*** Opening Exercise materials ***

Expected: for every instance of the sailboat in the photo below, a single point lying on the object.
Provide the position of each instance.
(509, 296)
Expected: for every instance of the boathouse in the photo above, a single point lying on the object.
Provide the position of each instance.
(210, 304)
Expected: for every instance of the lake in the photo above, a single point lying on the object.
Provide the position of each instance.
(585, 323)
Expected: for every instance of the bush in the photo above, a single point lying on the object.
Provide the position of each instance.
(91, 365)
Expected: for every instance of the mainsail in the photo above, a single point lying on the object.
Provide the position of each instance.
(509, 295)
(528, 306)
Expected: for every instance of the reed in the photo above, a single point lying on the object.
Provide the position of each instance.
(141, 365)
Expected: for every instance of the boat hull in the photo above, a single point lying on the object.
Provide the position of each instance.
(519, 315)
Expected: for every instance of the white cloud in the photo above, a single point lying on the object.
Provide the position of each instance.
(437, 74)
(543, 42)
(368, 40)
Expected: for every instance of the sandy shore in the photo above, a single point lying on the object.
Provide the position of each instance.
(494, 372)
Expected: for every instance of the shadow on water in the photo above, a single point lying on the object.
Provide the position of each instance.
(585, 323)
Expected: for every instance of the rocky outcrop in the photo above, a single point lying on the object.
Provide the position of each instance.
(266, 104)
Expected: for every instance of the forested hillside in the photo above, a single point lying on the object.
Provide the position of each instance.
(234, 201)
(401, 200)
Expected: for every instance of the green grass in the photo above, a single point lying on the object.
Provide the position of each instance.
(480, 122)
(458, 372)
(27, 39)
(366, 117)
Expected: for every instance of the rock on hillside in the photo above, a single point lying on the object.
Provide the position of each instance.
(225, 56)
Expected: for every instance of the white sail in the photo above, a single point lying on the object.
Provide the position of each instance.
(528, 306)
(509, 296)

*** Closing Exercise materials ***

■ **Exercise requirements**:
The full set of entries must be restated exactly, with none omitted.

■ **Result for this exercise**:
Expected: for every instance of the sailboat in the photo below, a single point lying on the object.
Provide the position of each instance.
(509, 296)
Expected: for every instance of the boathouse in the photo above, a single point lying on the object.
Provide the position of each instance.
(210, 304)
Expected: for every instance of the lake in the photo above, a single point lying on the object.
Provide the position of each instance.
(585, 323)
Expected: for every instance of the bush in the photo above, a single point lying on the object.
Provide the position of each instance.
(91, 365)
Expected: for every instance of the mainsail in the photo above, a single point lying on the object.
Provide the position of each instance.
(509, 295)
(528, 306)
Expected: for every instance of the reed in the photo above, a single point lying on the object.
Provide the position of each instance.
(141, 365)
Expected: for every instance of the boat hull in the photo above, a single point lying on the object.
Provide the position of each instance.
(519, 315)
Expected: for every instance of the white cloud in the photo above, a single point lying on the object.
Provide the position of each instance.
(437, 74)
(543, 42)
(368, 40)
Expected: for every instance of the sandy shore in the photo above, a single point lying on the object.
Provide the position of each instance.
(494, 372)
Expected: for every instance of the shadow on water in the photo above, a single point lying on the object.
Provide the position of each instance.
(585, 323)
Expected: for every instance of the rocky outcrop in the photo above, a single point lying on the object.
Provide the position of each instance.
(266, 104)
Expected: for every instance of the forested hillside in the photo above, a single point lying on the object.
Provide the position of each instance.
(234, 201)
(401, 200)
Expected: for every instance of the green grass in the photo above, a single point lying on the object.
Provide the position of each instance.
(480, 122)
(458, 372)
(27, 39)
(366, 117)
Expected: for every instance of the rock on hillside in the photo above, a single point lying on the object.
Provide the position of each instance.
(225, 56)
Expected: for every instance of the white sail in the photo above, a single point lying on the object.
Provide the position of each instance.
(528, 306)
(509, 296)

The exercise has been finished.